*** RECORDS TO USE

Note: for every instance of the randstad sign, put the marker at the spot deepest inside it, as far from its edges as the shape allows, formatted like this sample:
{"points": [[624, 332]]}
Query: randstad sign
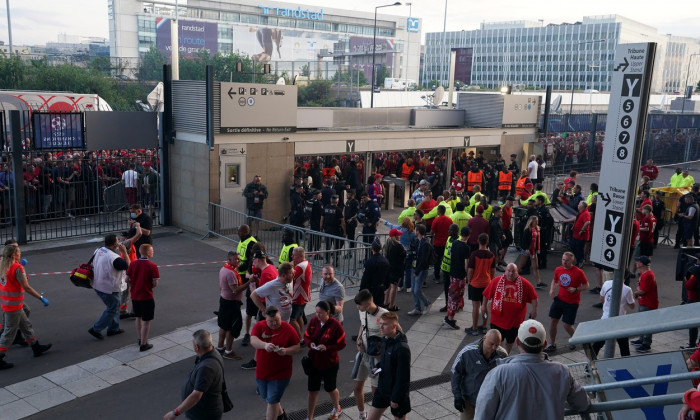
{"points": [[297, 13]]}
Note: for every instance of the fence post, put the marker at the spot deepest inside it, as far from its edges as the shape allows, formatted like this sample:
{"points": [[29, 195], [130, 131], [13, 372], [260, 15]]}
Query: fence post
{"points": [[18, 180]]}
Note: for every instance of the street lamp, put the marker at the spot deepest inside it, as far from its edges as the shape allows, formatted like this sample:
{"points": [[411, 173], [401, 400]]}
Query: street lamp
{"points": [[678, 117], [571, 105], [374, 48]]}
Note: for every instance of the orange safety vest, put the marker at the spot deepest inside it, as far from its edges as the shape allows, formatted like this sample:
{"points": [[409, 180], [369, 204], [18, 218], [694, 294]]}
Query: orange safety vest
{"points": [[520, 185], [473, 178], [406, 171], [11, 292], [505, 180]]}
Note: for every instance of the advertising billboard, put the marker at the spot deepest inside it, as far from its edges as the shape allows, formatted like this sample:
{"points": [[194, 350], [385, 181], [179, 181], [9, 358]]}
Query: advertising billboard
{"points": [[192, 37], [58, 130]]}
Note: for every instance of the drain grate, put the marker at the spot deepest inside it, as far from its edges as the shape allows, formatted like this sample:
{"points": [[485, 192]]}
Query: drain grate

******

EXERCISE DIRECTIONS
Print every row above word for word, leaving out the pictures.

FINAL ANSWER
Note: for every instance of the randstad sign, put the marker at the spot deepest inside it, as far from its edges as the shape allows, formatted like this sample:
{"points": [[624, 332]]}
Query: randstad sign
{"points": [[297, 13]]}
Note: for every instance of the fence post, put the marker at the spot deepest inside it, as far from its edges as the shape allows, formatted like this sample:
{"points": [[29, 195], [130, 131], [13, 372], [260, 15]]}
Query: fence post
{"points": [[18, 180]]}
Note: for every instance of the street lamp, put the marker at the spot deepest inside it, as far from its edges as the shape allows, formatted like this sample:
{"points": [[411, 173], [401, 400]]}
Query: street lamp
{"points": [[678, 117], [571, 105], [374, 48]]}
Note: for every instance of the orange safety vest, put the marker at the spot deepest inside it, as far from its edges as the shape allows, formatted like this sample:
{"points": [[409, 180], [369, 204], [18, 218], [694, 294]]}
Query: orange safety vest
{"points": [[520, 185], [473, 178], [406, 171], [11, 292], [505, 180]]}
Note: for every instance of the advertising billboard, put the marker at the spot deepest inside it, as far from its edges as the shape allows, formatted like this sample:
{"points": [[194, 350], [385, 181], [179, 181], [9, 358]]}
Query: advertising billboard
{"points": [[192, 37], [58, 130]]}
Note: for every instance of the drain grate, put the marker at the spot deepest inside it, as far from its edges as the shape allows, formatted like this sample:
{"points": [[485, 192]]}
Query: drain grate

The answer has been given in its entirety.